Write out the listing below word for word in its entirety, omitting the pictures.
## START Information provided
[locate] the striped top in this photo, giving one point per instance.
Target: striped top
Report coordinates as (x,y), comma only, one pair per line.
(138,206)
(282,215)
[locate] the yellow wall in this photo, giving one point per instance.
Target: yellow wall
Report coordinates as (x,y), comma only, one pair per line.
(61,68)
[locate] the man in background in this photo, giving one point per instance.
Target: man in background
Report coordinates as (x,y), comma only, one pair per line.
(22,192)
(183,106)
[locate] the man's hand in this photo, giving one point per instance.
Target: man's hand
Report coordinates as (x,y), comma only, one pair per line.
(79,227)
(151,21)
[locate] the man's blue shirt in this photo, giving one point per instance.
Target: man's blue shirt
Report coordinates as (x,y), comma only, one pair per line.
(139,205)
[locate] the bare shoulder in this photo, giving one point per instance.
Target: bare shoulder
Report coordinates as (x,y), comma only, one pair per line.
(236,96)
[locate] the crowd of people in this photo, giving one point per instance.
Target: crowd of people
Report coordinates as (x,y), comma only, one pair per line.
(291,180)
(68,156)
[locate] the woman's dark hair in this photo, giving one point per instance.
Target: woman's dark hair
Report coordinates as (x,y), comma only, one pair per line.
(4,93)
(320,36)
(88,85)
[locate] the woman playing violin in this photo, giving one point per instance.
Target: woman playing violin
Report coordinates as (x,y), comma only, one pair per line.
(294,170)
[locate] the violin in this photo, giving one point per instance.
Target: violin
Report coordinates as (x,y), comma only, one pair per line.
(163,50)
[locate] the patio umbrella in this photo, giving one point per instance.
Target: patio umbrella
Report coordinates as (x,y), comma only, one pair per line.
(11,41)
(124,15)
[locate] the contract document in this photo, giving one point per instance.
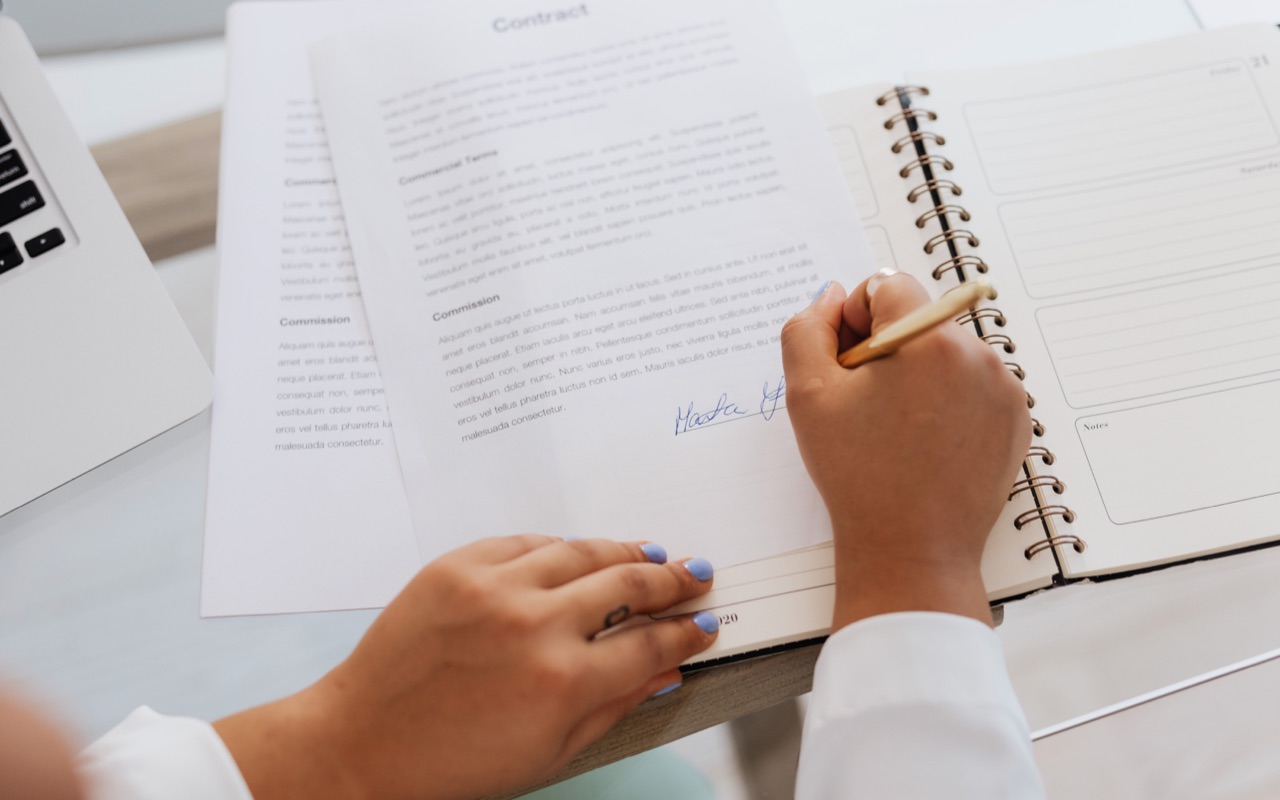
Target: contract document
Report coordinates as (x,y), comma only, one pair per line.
(306,506)
(579,232)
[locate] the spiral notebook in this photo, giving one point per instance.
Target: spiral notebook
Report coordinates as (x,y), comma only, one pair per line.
(1125,205)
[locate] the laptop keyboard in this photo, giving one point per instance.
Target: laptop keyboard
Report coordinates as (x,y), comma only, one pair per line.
(19,197)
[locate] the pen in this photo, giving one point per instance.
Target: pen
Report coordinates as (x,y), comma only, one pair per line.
(961,298)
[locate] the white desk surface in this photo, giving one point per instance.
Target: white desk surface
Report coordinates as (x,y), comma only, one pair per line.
(99,580)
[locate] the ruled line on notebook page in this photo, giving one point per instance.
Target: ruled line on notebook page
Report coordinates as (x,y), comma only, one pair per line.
(1120,236)
(1120,128)
(854,167)
(1153,341)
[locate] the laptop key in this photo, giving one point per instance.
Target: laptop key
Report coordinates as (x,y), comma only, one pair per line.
(10,167)
(9,259)
(19,201)
(45,242)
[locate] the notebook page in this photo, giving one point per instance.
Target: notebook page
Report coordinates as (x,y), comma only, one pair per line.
(306,508)
(1125,202)
(577,237)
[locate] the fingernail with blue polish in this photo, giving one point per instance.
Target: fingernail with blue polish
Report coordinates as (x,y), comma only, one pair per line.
(700,568)
(707,621)
(654,552)
(819,293)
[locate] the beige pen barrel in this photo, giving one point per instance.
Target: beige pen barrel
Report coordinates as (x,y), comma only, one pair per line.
(955,302)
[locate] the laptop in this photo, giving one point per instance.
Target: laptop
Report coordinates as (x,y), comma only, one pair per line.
(94,357)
## END Information provided
▸ **Expected output**
[locate] the striped top in this photo, giving one point per instance.
Target: striped top
Report coordinates as (x,y), comma only, one pair per line.
(138,206)
(282,215)
[locate] the yellow wall in this photo, giving one point per instance.
Target: yellow wall
Report coordinates as (x,y), comma only, one pair per line.
(61,68)
[locate] the man in background in this photo, giving one point per instance.
Target: man in background
Report coordinates as (x,y), comma only, one pair per line.
(22,192)
(183,106)
[locate] the man's hand in this photo, giving one point per instance.
Target: man's hand
Report coordinates as (x,y), comma only, one pair per line.
(79,227)
(151,21)
[locate] the man's blue shirt in this photo, giving one point per instance.
Target: man's blue shirt
Report coordinates as (x,y), comma only, one pair per line.
(139,205)
[locate] the bare shoulder in this photo, giving one point per instance.
Target: bare shoulder
Report coordinates as (x,y), comma only, one pair per line.
(236,96)
[locate] the crowd of people in this photo, giving one point per instance.
Target: crowd of people
Report coordinates as (x,y), comma only, one pair per line.
(291,180)
(68,156)
[locate] the woman's dark hair in this photo, giving one point per instance.
Target: woman's dark hair
Report coordinates as (x,y), comma only, one pair per line.
(4,93)
(320,36)
(88,85)
[locate] the woman playing violin in this photo, giving one point per instance.
Target: woman playing violin
Report coordinates as (x,y), comma only, one pair per line.
(294,170)
[locate] the violin in this photo, giving one point per instance.
Target: violin
Report coordinates as (x,y), comma only, one pair per line.
(163,50)
[locate] the patio umbrella in this photo, giving one point per instance.
Target: patio umbrella
Report coordinates as (x,y), comma only, one pair per line.
(11,41)
(124,15)
[locate] the contract document in this photo, giving one point per instance.
Target: contract document
Report coordinates as (x,y), comma only, one pair per line.
(306,506)
(579,232)
[locate] the spiral notebook in this photo, giving one point per instance.
Target: spiral notebook
Report coordinates as (x,y), comma only, one pair per line.
(1125,205)
[locate] the laptop keyboard in this photo, giving one point per instance.
Target: laptop keyboard
Report coordinates as (x,y), comma only, one pair per line.
(19,197)
[locate] the pen in this photo, giving one point per instance.
Target: pen
Report coordinates as (x,y), comma only, one pair per line.
(961,298)
[locate] the white desk surface in this photo, giving one point per instance.
Target: white desk surface
Report coordinates as (x,y), comma only, one pair per line.
(99,580)
[locate] the ruled line on notebook page in this photo, giving one point per instance.
Target: ruled line on notebook page
Report coordinates as (x,y), comma only, one pair per line.
(1120,236)
(1120,128)
(854,167)
(1153,341)
[locate] the laptop key in this photo, giving one point per instance.
Target: laptop key
Report coordinates as (x,y), comma only, one pair per line.
(10,167)
(9,259)
(19,201)
(45,242)
[locate] the notebook page in this photo, giving one point per instance.
Target: notebook page
Report coordinates as (x,y), comma only, one pair per line.
(306,508)
(1125,202)
(577,237)
[locate] the fingernail with blue polish in this photo, giving one point per instance.
Target: fingernail with blue polish
Report coordinates as (x,y), comma only, one pair per line.
(700,568)
(707,621)
(654,552)
(819,293)
[locate] the beige pen barrel in this photo, giving one point per instance.
Target: beige pen barrel
Report coordinates as (x,y), comma only, one pair per line.
(955,302)
[locate] the laptop in this photo, giving one point per instance.
Target: laptop
Report coordinates as (x,y), comma only, one pair per line.
(94,357)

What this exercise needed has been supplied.